Boundary labeling items:
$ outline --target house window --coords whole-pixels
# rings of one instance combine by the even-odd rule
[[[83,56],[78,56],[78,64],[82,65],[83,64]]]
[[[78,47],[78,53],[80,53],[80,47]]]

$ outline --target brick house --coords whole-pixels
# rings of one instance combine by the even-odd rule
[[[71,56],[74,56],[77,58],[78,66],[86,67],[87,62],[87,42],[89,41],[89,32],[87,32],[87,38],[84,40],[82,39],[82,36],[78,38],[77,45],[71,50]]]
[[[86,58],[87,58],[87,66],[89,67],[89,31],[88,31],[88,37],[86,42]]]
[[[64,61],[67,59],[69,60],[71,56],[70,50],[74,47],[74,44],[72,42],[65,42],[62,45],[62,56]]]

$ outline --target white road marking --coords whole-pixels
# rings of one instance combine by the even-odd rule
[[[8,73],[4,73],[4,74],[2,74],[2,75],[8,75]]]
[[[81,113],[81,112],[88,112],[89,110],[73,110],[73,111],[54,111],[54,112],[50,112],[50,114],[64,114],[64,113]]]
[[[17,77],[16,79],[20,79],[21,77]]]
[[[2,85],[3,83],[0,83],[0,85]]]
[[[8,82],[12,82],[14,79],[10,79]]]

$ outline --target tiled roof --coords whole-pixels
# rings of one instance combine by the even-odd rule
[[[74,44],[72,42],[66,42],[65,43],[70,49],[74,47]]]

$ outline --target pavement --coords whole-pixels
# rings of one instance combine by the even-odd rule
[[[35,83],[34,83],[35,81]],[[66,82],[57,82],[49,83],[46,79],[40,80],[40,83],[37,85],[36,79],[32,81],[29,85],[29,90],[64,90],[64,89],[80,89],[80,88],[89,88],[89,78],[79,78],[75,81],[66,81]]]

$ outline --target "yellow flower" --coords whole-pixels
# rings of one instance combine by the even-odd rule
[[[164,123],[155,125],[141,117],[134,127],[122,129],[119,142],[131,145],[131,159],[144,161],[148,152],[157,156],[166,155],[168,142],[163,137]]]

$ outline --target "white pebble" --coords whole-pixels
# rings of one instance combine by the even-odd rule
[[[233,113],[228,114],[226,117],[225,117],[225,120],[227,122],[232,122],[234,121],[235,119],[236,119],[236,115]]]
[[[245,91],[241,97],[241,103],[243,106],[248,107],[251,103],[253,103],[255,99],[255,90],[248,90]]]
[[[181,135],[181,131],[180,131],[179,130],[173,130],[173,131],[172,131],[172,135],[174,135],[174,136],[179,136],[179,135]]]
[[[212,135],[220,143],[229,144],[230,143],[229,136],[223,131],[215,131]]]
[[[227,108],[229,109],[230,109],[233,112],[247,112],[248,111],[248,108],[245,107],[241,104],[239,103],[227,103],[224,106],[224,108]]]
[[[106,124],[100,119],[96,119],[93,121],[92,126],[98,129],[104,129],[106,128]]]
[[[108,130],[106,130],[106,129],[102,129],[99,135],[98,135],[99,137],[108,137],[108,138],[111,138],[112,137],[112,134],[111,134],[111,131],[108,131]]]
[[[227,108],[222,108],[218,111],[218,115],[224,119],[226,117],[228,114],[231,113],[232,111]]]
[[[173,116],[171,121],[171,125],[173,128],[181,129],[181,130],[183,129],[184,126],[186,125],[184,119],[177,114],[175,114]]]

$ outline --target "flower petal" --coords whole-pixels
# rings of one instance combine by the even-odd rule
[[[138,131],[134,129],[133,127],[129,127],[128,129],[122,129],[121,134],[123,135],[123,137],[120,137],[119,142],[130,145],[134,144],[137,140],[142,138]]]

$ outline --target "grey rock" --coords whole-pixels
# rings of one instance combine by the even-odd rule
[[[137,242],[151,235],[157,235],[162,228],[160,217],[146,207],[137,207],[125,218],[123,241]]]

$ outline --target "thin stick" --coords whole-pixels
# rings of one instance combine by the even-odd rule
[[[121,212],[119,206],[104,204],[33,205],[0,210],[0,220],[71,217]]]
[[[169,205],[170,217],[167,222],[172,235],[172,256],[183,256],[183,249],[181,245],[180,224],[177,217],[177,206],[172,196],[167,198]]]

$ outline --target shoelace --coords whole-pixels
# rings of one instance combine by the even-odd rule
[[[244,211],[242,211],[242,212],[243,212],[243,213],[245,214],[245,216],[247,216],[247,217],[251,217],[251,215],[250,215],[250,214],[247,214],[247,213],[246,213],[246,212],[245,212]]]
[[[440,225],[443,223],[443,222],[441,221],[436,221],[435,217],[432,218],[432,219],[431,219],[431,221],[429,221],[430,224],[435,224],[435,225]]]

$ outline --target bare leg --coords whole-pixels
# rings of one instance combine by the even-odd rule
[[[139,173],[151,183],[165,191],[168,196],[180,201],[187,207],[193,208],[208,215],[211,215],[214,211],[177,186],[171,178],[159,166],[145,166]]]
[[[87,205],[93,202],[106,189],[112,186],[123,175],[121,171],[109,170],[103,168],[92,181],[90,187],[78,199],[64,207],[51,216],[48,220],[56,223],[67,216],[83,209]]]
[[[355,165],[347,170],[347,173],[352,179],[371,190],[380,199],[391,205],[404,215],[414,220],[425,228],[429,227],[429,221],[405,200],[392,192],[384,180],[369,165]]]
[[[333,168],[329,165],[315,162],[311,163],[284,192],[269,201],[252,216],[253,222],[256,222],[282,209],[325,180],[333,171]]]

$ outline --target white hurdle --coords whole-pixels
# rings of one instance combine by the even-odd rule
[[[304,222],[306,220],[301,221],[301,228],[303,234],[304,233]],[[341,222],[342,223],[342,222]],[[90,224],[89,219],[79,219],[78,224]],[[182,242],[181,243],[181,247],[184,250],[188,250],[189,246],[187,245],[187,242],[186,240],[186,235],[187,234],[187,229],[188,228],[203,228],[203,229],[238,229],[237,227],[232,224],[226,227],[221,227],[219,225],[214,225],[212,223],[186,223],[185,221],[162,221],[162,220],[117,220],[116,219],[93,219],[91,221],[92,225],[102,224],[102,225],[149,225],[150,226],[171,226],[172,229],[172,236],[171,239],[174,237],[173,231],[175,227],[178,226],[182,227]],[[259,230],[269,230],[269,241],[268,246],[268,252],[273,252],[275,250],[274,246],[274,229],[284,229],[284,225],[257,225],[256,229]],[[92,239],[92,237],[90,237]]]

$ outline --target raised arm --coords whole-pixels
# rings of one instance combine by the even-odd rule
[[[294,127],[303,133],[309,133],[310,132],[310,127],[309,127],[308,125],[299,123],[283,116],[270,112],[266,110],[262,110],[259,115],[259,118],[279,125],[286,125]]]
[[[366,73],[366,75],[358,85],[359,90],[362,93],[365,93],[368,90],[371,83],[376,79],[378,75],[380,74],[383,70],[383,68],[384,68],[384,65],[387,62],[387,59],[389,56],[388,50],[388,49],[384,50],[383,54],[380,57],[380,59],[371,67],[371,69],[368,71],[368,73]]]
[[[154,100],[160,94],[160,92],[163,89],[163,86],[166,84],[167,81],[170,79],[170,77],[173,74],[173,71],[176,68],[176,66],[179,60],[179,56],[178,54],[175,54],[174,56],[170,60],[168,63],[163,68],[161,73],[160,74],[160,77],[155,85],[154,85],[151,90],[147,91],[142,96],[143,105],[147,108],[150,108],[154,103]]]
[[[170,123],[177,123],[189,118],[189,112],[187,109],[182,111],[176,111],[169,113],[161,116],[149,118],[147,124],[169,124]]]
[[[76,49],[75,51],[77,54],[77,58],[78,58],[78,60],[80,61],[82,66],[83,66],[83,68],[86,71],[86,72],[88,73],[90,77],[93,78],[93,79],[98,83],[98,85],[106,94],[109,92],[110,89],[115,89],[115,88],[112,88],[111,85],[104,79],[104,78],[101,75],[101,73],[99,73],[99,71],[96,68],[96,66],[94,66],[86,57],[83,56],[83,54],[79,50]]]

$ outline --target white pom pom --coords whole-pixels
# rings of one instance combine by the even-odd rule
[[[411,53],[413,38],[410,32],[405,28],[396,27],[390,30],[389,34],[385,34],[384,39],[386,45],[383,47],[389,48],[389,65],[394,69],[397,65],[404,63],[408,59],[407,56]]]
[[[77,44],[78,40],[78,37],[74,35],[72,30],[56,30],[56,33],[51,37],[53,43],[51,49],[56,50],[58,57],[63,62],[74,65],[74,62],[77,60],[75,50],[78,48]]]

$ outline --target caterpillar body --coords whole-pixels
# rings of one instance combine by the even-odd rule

▸ **REQUEST**:
Begin with the line that contains "pom --coords whole-pixels" and quote each line after it exactly, stopping after the last line of the data.

▸ **RESPONSE**:
$ outline --target white pom pom --coords whole-pixels
# rings of one instance combine by the even-odd rule
[[[411,53],[413,38],[410,32],[405,28],[396,27],[390,30],[389,34],[385,34],[384,39],[386,45],[383,47],[389,48],[389,65],[394,69],[397,65],[404,63],[408,59],[407,56]]]
[[[77,44],[78,40],[78,37],[74,35],[72,30],[56,30],[56,33],[51,37],[53,43],[51,49],[56,50],[58,57],[63,62],[74,65],[74,62],[77,60],[75,50],[78,48]]]

$ outline --target caterpillar body --coords whole-pixels
# rings of one instance combine by the even-odd rule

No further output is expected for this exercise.